* _Description of the task_:
Select every line below that contains the string "plate", and copy each one out. Matching is case-sensitive.

* _Material for this exercise_:

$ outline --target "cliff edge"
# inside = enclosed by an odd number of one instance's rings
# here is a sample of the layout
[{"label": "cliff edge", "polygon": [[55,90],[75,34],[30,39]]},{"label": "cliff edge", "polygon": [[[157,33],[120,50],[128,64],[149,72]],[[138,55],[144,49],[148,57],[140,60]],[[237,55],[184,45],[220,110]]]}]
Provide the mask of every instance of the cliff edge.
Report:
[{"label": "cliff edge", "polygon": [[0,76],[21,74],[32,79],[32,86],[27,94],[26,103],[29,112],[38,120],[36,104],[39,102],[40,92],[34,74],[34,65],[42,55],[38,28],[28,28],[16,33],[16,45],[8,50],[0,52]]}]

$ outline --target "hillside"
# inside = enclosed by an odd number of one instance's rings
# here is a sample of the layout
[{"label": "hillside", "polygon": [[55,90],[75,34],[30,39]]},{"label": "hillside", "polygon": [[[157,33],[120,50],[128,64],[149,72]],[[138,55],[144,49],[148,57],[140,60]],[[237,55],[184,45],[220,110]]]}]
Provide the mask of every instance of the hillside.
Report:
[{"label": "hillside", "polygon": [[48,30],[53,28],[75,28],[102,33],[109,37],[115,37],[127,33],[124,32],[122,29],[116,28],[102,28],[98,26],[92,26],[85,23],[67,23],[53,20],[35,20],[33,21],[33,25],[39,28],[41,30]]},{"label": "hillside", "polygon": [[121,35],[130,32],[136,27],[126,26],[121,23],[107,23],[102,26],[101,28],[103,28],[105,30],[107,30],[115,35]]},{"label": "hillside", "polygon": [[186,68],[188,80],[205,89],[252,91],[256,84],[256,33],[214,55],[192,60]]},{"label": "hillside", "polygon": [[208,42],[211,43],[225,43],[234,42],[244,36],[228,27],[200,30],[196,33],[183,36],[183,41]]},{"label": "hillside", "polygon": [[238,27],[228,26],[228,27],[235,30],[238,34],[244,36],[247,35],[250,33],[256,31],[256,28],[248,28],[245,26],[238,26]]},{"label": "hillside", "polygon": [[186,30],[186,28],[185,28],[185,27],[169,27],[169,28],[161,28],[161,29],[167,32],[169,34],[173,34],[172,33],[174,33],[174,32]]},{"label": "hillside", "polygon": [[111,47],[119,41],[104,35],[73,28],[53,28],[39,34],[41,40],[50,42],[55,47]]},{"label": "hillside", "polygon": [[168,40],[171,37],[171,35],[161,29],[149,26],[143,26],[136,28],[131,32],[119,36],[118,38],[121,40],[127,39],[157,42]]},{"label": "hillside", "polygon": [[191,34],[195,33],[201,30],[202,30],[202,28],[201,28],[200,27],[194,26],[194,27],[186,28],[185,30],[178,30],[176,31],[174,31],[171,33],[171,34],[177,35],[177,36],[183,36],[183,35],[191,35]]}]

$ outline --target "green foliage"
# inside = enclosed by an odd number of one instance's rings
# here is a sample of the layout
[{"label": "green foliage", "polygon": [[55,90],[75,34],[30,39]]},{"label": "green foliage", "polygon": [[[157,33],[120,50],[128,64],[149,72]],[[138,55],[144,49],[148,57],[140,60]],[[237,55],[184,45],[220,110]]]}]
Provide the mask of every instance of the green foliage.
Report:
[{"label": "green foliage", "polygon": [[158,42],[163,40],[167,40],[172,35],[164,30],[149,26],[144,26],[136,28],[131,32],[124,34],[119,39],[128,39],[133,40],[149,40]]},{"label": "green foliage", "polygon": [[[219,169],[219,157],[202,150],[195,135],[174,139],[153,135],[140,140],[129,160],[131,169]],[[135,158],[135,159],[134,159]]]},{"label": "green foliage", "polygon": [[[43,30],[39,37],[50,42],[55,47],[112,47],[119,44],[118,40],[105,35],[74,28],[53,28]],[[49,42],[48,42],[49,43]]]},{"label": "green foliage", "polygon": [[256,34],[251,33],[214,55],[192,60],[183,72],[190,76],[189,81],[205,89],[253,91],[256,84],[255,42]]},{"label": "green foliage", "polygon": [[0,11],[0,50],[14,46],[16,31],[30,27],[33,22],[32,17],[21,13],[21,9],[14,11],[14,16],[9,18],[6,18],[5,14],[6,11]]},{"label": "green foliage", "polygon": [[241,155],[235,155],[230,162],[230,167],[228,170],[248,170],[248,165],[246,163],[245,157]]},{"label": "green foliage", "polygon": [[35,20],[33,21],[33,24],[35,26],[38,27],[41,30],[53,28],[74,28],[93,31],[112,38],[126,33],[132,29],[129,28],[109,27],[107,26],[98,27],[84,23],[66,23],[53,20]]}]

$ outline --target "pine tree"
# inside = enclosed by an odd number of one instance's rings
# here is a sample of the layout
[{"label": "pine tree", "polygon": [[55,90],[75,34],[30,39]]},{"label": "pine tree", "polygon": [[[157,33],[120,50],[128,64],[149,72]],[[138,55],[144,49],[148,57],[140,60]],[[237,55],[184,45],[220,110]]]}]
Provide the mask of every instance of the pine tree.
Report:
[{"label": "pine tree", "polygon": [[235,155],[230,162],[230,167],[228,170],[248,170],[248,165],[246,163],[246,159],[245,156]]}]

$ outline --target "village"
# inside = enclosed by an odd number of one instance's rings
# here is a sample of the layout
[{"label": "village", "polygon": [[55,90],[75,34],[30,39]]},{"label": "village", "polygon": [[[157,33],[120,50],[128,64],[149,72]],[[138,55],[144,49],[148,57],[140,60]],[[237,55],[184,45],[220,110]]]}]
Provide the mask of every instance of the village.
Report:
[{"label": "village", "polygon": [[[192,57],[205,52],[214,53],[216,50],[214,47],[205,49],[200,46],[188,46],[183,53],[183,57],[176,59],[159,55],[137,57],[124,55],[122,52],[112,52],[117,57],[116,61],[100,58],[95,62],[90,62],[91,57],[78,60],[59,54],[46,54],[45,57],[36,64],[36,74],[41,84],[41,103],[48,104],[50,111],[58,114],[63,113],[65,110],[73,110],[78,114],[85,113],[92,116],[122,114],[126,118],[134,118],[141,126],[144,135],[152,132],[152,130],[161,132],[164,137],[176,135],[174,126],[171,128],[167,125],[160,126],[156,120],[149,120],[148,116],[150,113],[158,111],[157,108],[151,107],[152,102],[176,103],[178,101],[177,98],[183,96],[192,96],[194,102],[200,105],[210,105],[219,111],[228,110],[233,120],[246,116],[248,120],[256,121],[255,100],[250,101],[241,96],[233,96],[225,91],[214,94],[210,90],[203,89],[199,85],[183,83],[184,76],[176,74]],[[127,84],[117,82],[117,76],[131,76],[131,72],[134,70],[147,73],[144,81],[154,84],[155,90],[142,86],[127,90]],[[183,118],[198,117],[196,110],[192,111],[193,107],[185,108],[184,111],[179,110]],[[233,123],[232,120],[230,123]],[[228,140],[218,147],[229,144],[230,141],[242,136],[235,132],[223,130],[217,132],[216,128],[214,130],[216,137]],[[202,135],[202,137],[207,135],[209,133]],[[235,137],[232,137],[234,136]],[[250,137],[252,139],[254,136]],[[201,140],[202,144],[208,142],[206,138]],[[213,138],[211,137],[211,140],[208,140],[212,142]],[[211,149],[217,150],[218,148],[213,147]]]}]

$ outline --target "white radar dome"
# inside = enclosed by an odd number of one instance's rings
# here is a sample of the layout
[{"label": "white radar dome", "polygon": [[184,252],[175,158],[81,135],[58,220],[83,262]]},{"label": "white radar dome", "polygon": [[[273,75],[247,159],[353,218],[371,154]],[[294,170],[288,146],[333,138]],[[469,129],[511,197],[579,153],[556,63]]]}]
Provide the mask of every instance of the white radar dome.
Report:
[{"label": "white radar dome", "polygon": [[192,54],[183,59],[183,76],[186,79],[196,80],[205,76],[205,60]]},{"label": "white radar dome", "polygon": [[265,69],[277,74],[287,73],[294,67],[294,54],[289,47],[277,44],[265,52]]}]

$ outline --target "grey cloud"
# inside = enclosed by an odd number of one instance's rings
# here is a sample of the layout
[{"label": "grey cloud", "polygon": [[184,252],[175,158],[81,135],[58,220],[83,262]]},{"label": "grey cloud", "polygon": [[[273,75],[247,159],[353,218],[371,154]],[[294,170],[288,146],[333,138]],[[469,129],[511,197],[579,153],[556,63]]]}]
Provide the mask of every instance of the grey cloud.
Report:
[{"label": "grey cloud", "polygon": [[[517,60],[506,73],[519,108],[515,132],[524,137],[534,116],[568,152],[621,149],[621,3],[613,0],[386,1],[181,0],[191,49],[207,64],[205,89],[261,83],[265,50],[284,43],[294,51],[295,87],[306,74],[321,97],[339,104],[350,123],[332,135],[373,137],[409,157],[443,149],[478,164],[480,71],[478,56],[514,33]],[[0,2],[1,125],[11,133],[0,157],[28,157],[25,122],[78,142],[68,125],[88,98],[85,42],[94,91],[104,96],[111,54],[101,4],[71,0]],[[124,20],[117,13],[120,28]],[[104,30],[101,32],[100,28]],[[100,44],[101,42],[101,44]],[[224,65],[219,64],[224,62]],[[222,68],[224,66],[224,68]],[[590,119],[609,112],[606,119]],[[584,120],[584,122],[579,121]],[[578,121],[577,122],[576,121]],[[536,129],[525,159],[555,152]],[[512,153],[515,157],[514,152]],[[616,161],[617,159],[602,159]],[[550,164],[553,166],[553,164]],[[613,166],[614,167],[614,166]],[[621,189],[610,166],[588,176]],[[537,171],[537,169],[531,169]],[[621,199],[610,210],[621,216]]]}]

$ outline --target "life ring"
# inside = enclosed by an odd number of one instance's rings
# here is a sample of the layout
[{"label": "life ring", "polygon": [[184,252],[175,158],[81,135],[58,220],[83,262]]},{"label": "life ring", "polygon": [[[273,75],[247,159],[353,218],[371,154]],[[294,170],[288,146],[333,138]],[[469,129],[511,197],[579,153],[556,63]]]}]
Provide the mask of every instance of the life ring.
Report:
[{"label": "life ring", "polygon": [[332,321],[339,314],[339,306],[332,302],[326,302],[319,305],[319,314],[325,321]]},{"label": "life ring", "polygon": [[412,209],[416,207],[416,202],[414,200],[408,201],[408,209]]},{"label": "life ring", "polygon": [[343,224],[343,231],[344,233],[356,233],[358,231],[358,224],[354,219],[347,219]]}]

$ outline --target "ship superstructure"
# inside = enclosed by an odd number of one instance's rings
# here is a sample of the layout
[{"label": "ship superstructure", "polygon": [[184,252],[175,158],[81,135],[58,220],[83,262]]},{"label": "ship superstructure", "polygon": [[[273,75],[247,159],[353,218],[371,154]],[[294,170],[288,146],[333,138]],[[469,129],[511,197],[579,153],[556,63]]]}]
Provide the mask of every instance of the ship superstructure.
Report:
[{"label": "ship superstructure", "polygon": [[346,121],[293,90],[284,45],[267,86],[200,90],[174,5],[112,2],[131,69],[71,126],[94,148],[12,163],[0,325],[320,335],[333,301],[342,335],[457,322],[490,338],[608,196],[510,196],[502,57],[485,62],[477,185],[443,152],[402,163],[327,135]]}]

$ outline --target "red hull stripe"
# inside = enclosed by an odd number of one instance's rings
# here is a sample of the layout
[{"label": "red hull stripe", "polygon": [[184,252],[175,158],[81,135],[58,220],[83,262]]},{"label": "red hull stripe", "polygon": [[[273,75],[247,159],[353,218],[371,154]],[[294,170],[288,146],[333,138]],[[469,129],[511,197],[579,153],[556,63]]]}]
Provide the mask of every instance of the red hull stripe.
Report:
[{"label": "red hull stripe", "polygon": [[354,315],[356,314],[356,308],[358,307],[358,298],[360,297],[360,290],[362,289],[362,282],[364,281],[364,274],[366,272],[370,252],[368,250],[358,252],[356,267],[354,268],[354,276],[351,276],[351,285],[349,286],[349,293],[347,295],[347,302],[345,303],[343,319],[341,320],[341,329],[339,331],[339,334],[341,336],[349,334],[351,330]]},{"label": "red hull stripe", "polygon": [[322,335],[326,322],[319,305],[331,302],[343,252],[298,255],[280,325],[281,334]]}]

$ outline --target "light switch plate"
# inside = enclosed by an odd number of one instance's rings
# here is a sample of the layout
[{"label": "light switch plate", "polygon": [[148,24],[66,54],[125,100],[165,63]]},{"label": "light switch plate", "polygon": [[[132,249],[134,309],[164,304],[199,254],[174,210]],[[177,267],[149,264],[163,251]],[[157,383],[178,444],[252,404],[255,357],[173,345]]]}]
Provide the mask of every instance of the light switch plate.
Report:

* _Task solution_:
$ outline --target "light switch plate"
[{"label": "light switch plate", "polygon": [[148,24],[66,54],[125,100],[165,63]]},{"label": "light switch plate", "polygon": [[[132,249],[134,309],[164,304],[199,254],[174,210]],[[177,267],[149,264],[163,251]],[[157,383],[178,444],[252,404],[255,357],[173,345]]]}]
Provide the mask of every instance of the light switch plate.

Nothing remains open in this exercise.